WHAT TO DO:
Reproduce the entire listing below verbatim, line for line, omitting the pictures from your copy.

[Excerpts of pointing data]
>>>>
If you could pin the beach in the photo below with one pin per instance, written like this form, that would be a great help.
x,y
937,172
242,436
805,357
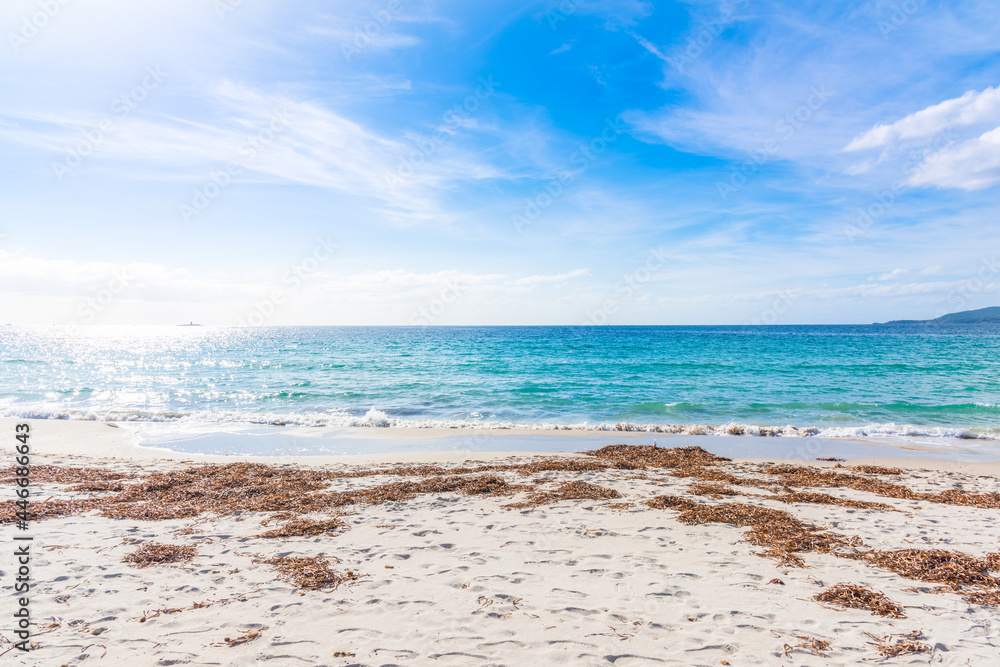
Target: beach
x,y
639,555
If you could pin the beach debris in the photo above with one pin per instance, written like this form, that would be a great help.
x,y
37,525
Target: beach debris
x,y
245,637
310,572
631,457
812,644
953,568
815,498
712,490
307,528
800,476
781,534
877,470
154,553
984,598
905,644
853,596
568,491
484,485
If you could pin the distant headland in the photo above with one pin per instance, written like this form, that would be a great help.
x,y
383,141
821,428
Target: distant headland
x,y
989,315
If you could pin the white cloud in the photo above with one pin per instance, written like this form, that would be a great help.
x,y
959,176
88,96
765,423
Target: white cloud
x,y
895,274
317,147
972,108
970,165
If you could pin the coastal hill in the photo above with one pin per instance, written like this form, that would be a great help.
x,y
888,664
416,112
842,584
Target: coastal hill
x,y
989,315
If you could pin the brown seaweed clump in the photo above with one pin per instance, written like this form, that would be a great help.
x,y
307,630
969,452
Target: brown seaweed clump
x,y
218,489
310,572
567,491
904,645
712,490
154,553
307,528
484,485
814,498
877,470
953,568
633,457
853,596
800,476
781,534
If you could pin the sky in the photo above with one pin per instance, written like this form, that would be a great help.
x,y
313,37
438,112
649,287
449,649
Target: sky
x,y
401,162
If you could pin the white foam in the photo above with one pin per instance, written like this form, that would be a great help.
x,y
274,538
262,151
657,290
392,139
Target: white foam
x,y
376,418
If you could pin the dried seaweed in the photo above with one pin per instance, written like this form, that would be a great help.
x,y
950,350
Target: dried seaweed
x,y
247,636
860,597
568,491
904,645
985,598
781,534
307,528
310,572
812,644
800,476
633,457
712,490
877,470
934,565
814,498
154,553
487,485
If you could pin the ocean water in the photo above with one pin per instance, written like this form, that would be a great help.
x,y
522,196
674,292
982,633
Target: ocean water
x,y
827,381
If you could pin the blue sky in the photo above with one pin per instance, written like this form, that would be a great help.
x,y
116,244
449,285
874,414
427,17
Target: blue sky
x,y
444,162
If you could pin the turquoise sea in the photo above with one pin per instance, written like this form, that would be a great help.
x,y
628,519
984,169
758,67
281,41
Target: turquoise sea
x,y
829,381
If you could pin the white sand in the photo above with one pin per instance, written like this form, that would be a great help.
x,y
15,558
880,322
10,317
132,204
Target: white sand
x,y
457,580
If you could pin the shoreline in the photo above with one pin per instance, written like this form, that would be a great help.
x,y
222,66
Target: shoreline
x,y
102,439
591,568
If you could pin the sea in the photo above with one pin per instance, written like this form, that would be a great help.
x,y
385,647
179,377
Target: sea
x,y
935,382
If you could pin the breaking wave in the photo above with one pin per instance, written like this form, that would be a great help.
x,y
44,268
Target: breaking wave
x,y
376,418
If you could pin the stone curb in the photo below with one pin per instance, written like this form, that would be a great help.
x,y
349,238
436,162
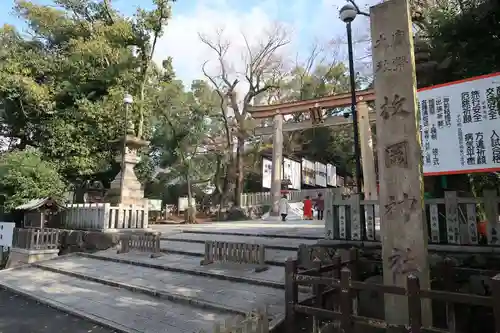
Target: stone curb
x,y
72,311
198,241
263,283
197,254
146,291
249,234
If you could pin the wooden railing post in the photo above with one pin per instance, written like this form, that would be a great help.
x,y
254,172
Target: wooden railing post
x,y
353,262
345,300
318,294
495,286
414,304
291,294
208,256
449,285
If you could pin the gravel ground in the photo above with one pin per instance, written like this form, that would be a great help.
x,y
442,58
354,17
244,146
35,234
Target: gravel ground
x,y
22,315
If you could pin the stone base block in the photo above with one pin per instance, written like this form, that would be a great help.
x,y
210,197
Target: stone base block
x,y
19,257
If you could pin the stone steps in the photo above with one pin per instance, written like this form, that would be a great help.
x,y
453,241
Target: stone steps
x,y
118,308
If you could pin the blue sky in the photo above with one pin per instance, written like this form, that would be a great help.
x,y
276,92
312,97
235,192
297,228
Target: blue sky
x,y
308,22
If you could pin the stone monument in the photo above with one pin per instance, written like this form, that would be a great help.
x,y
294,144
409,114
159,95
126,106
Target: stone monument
x,y
404,230
126,188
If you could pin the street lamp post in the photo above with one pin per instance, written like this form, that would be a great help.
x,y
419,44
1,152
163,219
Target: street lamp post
x,y
347,14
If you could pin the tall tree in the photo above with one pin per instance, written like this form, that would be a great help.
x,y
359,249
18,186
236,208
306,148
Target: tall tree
x,y
183,136
62,85
261,72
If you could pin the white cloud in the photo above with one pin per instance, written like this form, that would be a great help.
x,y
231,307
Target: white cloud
x,y
306,25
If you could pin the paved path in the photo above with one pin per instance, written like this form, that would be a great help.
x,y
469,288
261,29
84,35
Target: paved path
x,y
19,314
176,262
198,249
237,296
315,229
131,312
268,241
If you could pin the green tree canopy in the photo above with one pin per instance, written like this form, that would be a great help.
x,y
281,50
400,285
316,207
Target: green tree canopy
x,y
25,175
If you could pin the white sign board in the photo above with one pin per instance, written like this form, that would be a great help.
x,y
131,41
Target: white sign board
x,y
266,172
340,181
291,171
308,172
6,233
331,175
154,205
460,126
183,204
320,174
<<<<
RESPONSE BELOW:
If you could pin the beach in the photo below with one pin per instance, written like this form, that would be a great help.
x,y
937,172
242,436
805,357
Target: beach
x,y
639,555
If you could pin the beach debris in the photo above with one pin per instance, written like this form, that would be a great help.
x,y
37,525
Target: beach debris
x,y
245,637
310,572
631,457
812,644
953,568
815,498
712,490
307,528
800,476
781,534
877,470
154,553
984,598
905,644
853,596
568,491
484,485
If you could pin the distant headland in the photo above with one pin per instance, written like this form, that would be a great help.
x,y
383,141
821,428
Target: distant headland
x,y
989,315
If you could pin the white cloud in the photo above with one pin per instance, written like this form, that would be a great help.
x,y
959,176
88,96
765,423
Target: white cloud
x,y
895,274
317,147
972,108
970,165
If you could pin the coastal hill in the photo above with one pin per instance, written like this form, that would be a great help.
x,y
888,664
416,112
842,584
Target: coastal hill
x,y
989,315
If you could pin the brown seaweed clump in the photo above with one pin per instance, written like this form, that would be a great help.
x,y
307,630
969,452
Target: brown seaweed clump
x,y
218,489
310,572
567,491
904,645
712,490
154,553
307,528
484,485
814,498
877,470
953,568
633,457
853,596
800,476
781,534
If you could pin the sky in the photo above with one pin per instance, written like this form, that would be a great help.
x,y
313,37
438,112
649,287
449,649
Target: sky
x,y
401,162
If you could pin the white foam in the photo above with one pin per instance, written like this form, that would be a great help.
x,y
274,538
262,151
657,290
392,139
Target: white foam
x,y
376,418
If you could pin the dried seaweed in the photo above with one pin per instance, written like this form, that would be a great help.
x,y
950,350
Target: dried seaweed
x,y
247,636
860,597
568,491
904,645
985,598
781,534
307,528
310,572
812,644
800,476
633,457
712,490
877,470
934,565
814,498
154,553
487,485
If you could pin the ocean water in the photo above with one pin per instance, written like this form, that would be a great help.
x,y
522,196
674,292
982,633
Target: ocean water
x,y
827,381
If you could pin the blue sky in the photo above with one pin per instance, written like this form, that would be a great help.
x,y
116,244
449,285
874,414
427,17
Target: blue sky
x,y
444,162
If you could pin the turquoise sea in the photo above with one pin per instance, written like this form, that would be a great help.
x,y
628,519
984,169
758,67
281,41
Target: turquoise sea
x,y
829,381
If you could pin the white sand in the photo above with one pin per instance, written like this form, that would be a great help.
x,y
15,558
880,322
10,317
132,204
Target: white sand
x,y
457,580
If you could pin the shoreline in the photo above with one pin per instance, written like this form, that would be a great help.
x,y
222,66
Target: shoreline
x,y
102,439
591,568
If you could pin the sea in the photo above with one pin per instance, written like this form, that would be a great help.
x,y
385,647
179,377
Target: sea
x,y
935,382
If you could pin the breaking wave in the photo above with one pin per instance, written like this form, that would be a great help.
x,y
44,268
Target: breaking wave
x,y
376,418
If you could pin the stone curb in the photo below with one pin per instance, written like this form, that would be a great help.
x,y
349,238
436,162
Target: stone curb
x,y
72,311
198,241
263,283
197,254
146,291
249,234
If you could pin the wooden railing post in the photo above with one pin per instance, written like this form, that would be a great help.
x,y
254,172
Target: wooden railing post
x,y
353,262
345,300
318,294
495,286
414,304
291,294
208,256
449,285
If you could pin the gravel ground in the photo above with one pin per instance, written like this form, that would be a great help.
x,y
442,58
354,17
244,146
35,234
Target: gravel ground
x,y
22,315
If you could pin the stone base block in the photo above with one pin per instance, written like this form, that would be a great help.
x,y
210,197
Target: stone base block
x,y
19,257
If you could pin the stone steps in the photo above with one pin per instance, written like this form, that would be a great help.
x,y
453,241
Target: stone steps
x,y
118,308
If you could pin the blue sky in the photo above with one pin per instance, written like this form, that would be a great help.
x,y
276,92
312,97
235,192
297,228
Target: blue sky
x,y
308,22
If you could pin the stone monument in the photo above with one pin per instance, written like this form, that would be a great help.
x,y
294,144
409,114
159,95
126,106
Target: stone monument
x,y
404,230
126,188
If you could pin the street lamp post in the photo above with one pin per instance, written like this form, that would be a great help.
x,y
419,44
1,152
163,219
Target: street lamp post
x,y
347,14
If you could pin the tall tree in the photo above with one pin per instance, written like this form, that would be a great help.
x,y
359,249
18,186
236,208
306,148
Target: tall tree
x,y
183,136
62,85
261,72
If you could pin the white cloud in the photo above with one pin per instance, written like this form, that would be a great help.
x,y
231,307
Target: white cloud
x,y
306,25
If you could pin the paved path in the photo above with one pin per instance, written like this form, that would be a great help.
x,y
469,288
261,29
84,35
Target: paved path
x,y
19,314
176,262
198,249
237,296
315,229
131,312
268,241
If you could pin the green tree canopy in the photo above with one pin per instance, written like this form, that would be a great help.
x,y
281,50
400,285
316,207
Target: green tree canopy
x,y
25,175
If you could pin the white sign board in the photo above with one pin per instance, written like this form, that would be a great help.
x,y
131,41
Target: white sign board
x,y
266,172
340,181
291,171
308,172
6,233
331,175
154,205
460,126
183,204
320,174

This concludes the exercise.